▶ 提供された項目:
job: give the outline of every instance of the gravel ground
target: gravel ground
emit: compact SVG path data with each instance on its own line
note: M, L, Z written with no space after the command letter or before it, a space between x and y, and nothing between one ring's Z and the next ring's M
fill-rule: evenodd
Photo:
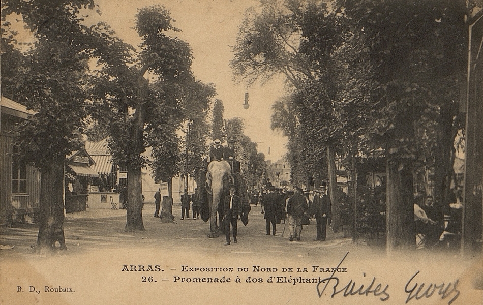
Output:
M207 238L208 223L180 220L178 205L173 209L175 223L164 224L153 217L154 205L145 204L143 218L146 230L137 232L124 232L126 210L88 209L68 214L65 226L68 249L47 257L40 256L31 247L36 244L37 226L0 228L0 245L14 246L0 248L0 304L235 301L278 305L328 301L332 304L374 304L382 300L381 295L373 293L350 298L340 293L331 297L330 286L319 294L317 284L293 282L303 277L319 280L330 277L331 271L327 269L338 266L343 268L335 276L340 279L339 289L348 282L367 287L374 279L374 285L388 285L390 297L385 304L404 303L408 297L405 285L418 271L418 283L425 281L426 287L430 283L452 285L457 279L461 293L454 305L481 303L483 290L472 288L483 273L481 257L462 258L455 253L427 250L388 255L380 246L368 246L364 240L354 245L351 238L333 233L330 228L325 242L314 241L315 222L304 226L301 241L290 242L281 236L283 224L278 226L276 235L265 235L260 206L252 207L248 225L238 223L238 243L229 246L224 246L223 235ZM139 271L140 266L144 271L149 266L159 270ZM216 268L220 269L213 271ZM187 282L223 277L232 282ZM274 279L282 280L269 282ZM233 282L237 279L240 283ZM24 293L18 292L19 286ZM35 291L29 293L32 287ZM67 287L72 291L47 292L46 287ZM434 294L417 304L448 304L456 292L444 299Z

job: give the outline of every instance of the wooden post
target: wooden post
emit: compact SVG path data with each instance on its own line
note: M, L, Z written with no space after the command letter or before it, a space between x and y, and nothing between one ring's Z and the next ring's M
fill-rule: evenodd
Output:
M481 251L483 205L483 10L468 22L465 186L461 252ZM479 56L478 56L479 55Z

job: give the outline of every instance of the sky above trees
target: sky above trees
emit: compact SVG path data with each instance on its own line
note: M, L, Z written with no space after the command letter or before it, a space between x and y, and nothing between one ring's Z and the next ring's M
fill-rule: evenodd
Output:
M100 0L101 15L92 14L86 19L92 22L104 21L110 25L117 35L133 46L139 43L139 37L133 29L137 9L160 3L154 0ZM247 86L232 80L230 60L231 46L234 45L238 27L247 8L258 5L257 0L186 2L162 1L176 20L175 27L182 32L177 35L190 44L194 58L192 70L197 78L216 86L217 98L223 101L225 118L243 118L246 134L258 145L258 151L267 160L276 161L285 154L287 139L270 128L271 105L282 95L282 78L276 79L262 86L256 83L249 87L250 107L242 106ZM268 154L270 147L270 155Z

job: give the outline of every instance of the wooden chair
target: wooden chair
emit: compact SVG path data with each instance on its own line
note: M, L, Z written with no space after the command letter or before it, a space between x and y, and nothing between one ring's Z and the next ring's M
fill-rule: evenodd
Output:
M114 202L114 200L112 199L112 196L109 196L109 199L111 200L111 209L117 209L117 203Z

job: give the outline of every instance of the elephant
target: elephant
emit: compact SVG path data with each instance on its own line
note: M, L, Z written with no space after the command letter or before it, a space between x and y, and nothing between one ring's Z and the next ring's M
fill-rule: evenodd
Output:
M205 190L207 195L209 209L210 233L208 234L208 237L218 237L220 236L217 212L218 213L218 220L221 223L223 217L223 204L220 203L223 202L225 196L228 194L228 187L230 184L234 183L234 181L231 173L231 168L226 161L214 160L208 165Z

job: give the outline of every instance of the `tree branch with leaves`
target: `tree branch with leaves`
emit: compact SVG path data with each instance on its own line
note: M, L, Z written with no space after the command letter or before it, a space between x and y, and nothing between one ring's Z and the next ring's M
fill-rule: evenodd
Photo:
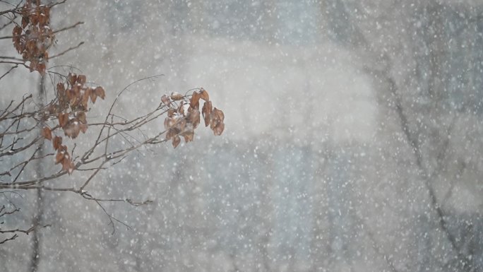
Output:
M0 194L8 202L8 205L0 204L0 244L16 239L20 234L28 235L39 227L3 227L2 218L15 216L21 211L9 200L8 194L20 195L25 190L76 194L98 205L107 215L114 231L115 223L123 223L106 211L103 202L123 201L140 206L150 201L104 199L97 196L98 192L90 191L90 188L101 172L115 167L140 148L169 141L176 148L181 138L186 143L192 141L201 116L205 126L210 126L215 135L220 135L225 129L223 112L213 107L208 91L203 88L192 89L185 94L173 92L160 95L157 107L132 118L124 118L121 113L115 112L119 98L126 90L141 81L153 80L160 76L141 78L126 86L117 95L109 110L103 114L102 121L91 121L91 110L99 105L96 104L99 99L109 96L109 92L88 83L85 75L72 71L64 74L56 71L55 67L48 66L49 49L55 40L55 33L82 23L59 30L51 28L52 8L64 2L43 5L40 0L27 0L14 8L0 11L0 15L8 20L1 30L12 27L12 35L3 36L1 40L13 42L21 56L0 57L1 63L11 66L0 80L8 81L7 76L13 69L24 67L31 73L48 76L52 82L45 95L51 99L44 105L39 103L32 93L26 92L20 100L12 100L0 106ZM21 3L23 4L20 5ZM68 53L78 46L55 56ZM17 90L23 91L25 90ZM203 105L200 109L202 102ZM102 112L101 107L97 110ZM153 135L143 131L148 127L153 130L158 126L156 122L162 118L164 127L155 129ZM86 134L88 130L91 132ZM39 152L42 147L45 152ZM41 162L44 165L43 175L29 170L34 162ZM53 167L54 165L59 165L60 169ZM75 179L69 179L71 175L75 175Z

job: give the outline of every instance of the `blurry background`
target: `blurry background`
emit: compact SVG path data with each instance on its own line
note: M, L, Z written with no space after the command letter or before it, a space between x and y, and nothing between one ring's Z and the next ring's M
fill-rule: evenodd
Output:
M162 73L119 112L202 86L226 128L97 177L99 195L154 201L106 204L131 230L45 194L40 271L483 271L483 2L84 0L52 18L85 22L50 65L105 107ZM28 271L31 247L1 246L0 271Z

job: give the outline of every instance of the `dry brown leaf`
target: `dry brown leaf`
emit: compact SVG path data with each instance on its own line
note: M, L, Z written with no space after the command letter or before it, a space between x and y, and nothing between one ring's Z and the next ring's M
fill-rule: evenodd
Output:
M191 99L189 101L190 106L195 109L199 108L200 98L201 98L201 95L199 93L198 93L198 92L193 92L193 95L191 95Z
M161 102L165 103L165 105L169 106L171 104L171 100L169 100L169 97L167 94L162 95L161 97Z
M210 115L213 111L213 107L211 106L211 101L206 101L203 105L203 108L201 109L201 113L203 114L203 118L205 119L205 126L208 126L210 124Z
M52 145L54 146L54 150L56 150L62 144L62 137L55 136L52 141Z
M200 124L200 111L198 109L189 107L188 109L188 120L193 124L193 127L196 128Z
M65 112L61 112L59 114L58 119L59 125L61 127L64 127L66 126L66 124L67 124L67 122L68 122L68 114Z
M42 136L46 139L51 141L52 139L52 131L48 127L45 126L42 130Z
M181 138L179 138L179 136L175 136L174 138L173 138L173 147L176 148L177 146L181 143Z
M93 102L93 104L95 104L95 100L97 98L97 95L95 94L95 92L93 90L91 90L90 93L89 93L89 95L90 96L90 101Z
M80 85L83 85L85 83L85 76L84 75L78 75L77 76L77 83L80 84Z
M174 113L176 112L176 110L173 108L170 108L168 110L168 117L172 117L174 116Z
M74 73L68 73L68 75L67 75L67 80L71 86L73 86L74 84L76 84L76 81L77 81L77 75Z
M55 164L58 164L64 160L64 151L58 151L55 155Z

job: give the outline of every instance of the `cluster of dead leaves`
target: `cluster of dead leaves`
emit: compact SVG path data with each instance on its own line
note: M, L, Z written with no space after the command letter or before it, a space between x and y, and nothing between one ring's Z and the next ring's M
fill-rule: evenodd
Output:
M185 142L192 141L194 130L201 121L200 100L204 100L201 110L205 126L210 125L215 135L221 135L225 129L225 114L223 112L213 107L206 90L203 88L193 92L191 98L179 93L170 95L164 95L161 101L168 107L167 117L165 119L166 138L172 140L174 148L181 143L181 138Z
M42 130L42 136L47 140L51 141L54 146L54 150L57 151L55 155L55 164L61 164L62 170L67 171L68 174L72 174L75 169L73 162L71 158L71 155L67 150L67 146L62 144L62 137L58 136L52 136L52 130L45 126Z
M47 140L52 141L54 149L57 151L55 163L61 164L62 170L71 173L74 169L67 146L62 145L62 137L52 136L52 131L61 129L64 136L76 138L80 131L85 133L88 129L87 112L89 100L95 103L97 97L104 99L105 93L102 87L95 88L85 85L86 78L83 75L70 73L65 83L59 82L56 85L55 102L48 107L49 116L54 116L59 126L54 129L45 126L42 135Z
M49 61L47 49L54 39L50 28L50 7L41 5L40 0L28 0L20 14L22 22L13 28L13 46L25 61L30 62L30 71L43 75Z

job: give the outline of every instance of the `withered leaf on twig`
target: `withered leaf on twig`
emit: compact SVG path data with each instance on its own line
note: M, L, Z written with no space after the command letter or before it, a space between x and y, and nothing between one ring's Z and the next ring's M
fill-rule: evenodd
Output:
M47 126L42 129L42 136L49 141L52 139L52 132Z

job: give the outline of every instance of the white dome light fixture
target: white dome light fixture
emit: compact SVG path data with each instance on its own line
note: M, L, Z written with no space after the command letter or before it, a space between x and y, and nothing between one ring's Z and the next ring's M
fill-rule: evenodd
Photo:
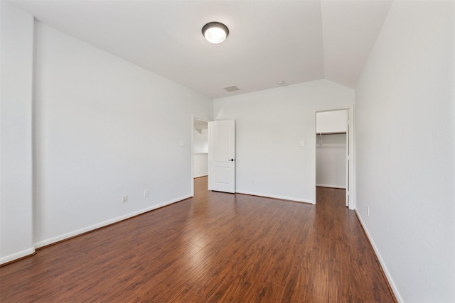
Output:
M209 22L203 26L202 34L210 43L221 43L229 35L229 28L220 22Z

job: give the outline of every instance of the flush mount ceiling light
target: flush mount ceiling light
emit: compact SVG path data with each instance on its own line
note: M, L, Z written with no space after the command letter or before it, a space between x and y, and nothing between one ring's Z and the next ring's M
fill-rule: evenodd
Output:
M202 34L210 43L221 43L229 35L229 28L220 22L209 22L202 28Z

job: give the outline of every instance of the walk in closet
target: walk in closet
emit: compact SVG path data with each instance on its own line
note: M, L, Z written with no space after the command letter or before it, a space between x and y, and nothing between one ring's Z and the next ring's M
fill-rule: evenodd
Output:
M347 111L316 113L316 186L346 188Z

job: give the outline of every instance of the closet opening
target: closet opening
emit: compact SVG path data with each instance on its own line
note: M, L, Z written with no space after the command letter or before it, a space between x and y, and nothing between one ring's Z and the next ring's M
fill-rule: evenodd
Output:
M344 189L349 206L349 113L316 113L316 186Z

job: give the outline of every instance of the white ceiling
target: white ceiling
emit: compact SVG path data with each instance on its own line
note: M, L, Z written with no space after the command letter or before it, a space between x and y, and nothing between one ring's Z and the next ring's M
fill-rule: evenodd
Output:
M81 40L212 98L326 78L355 88L389 0L10 3ZM219 21L225 42L201 28ZM228 92L223 87L235 85Z

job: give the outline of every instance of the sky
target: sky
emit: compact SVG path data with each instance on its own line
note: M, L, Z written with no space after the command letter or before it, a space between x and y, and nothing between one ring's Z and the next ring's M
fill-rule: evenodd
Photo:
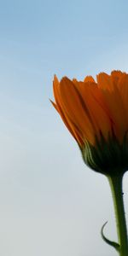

▶ 作業の目的:
「job: give the outline of every instance of the sky above」を含む行から「M205 190L207 195L209」を含む行までを、両端の行も含めて番号付きリストに書き直してください。空行は除いてください。

▶ 最終結果:
1. job: give the outline of every instance of the sky above trees
2. target: sky above trees
3. emit: compact SVG path data with each instance on its own line
4. note: M, L, Z written with no space after the command letter or before it, a space between x and y, and nothing between one ring's Z and the next ring's M
5. fill-rule: evenodd
6. Output:
7. M100 0L101 15L92 14L86 19L92 22L104 21L110 25L117 35L133 46L139 43L139 37L133 29L137 9L160 3L154 0ZM247 86L232 80L230 60L231 46L234 45L238 27L247 8L258 5L257 0L186 2L162 1L176 20L175 27L182 32L177 35L190 44L194 58L192 70L197 78L216 86L217 98L223 101L225 118L243 118L246 134L258 145L258 151L267 160L276 161L285 154L287 139L270 128L271 105L282 95L282 78L276 79L262 86L256 83L249 87L250 107L242 106ZM268 154L270 147L270 155Z
8. job: give the outline of every instance of the wooden chair
9. target: wooden chair
10. emit: compact SVG path data with each instance on its own line
11. note: M, L, Z written with no space after the command letter or before it, a space between x and y, and nothing between one ring's Z and the next ring's M
12. fill-rule: evenodd
13. Output:
14. M114 202L114 200L112 199L112 196L109 196L109 199L111 200L111 209L117 209L117 203Z
15. job: give the outline of every instance of the elephant
16. target: elephant
17. emit: compact SVG path data with each instance on its own line
18. note: M, L, Z written with no space after the command letter or before it, a space between x and y, and nothing between one ring's Z and the next ring's M
19. fill-rule: evenodd
20. Output:
21. M205 190L207 195L209 209L210 233L208 234L208 237L218 237L220 236L217 212L218 213L218 220L221 223L223 217L223 204L220 203L223 202L225 196L228 194L228 187L230 184L234 183L234 181L231 173L231 168L226 161L214 160L208 165Z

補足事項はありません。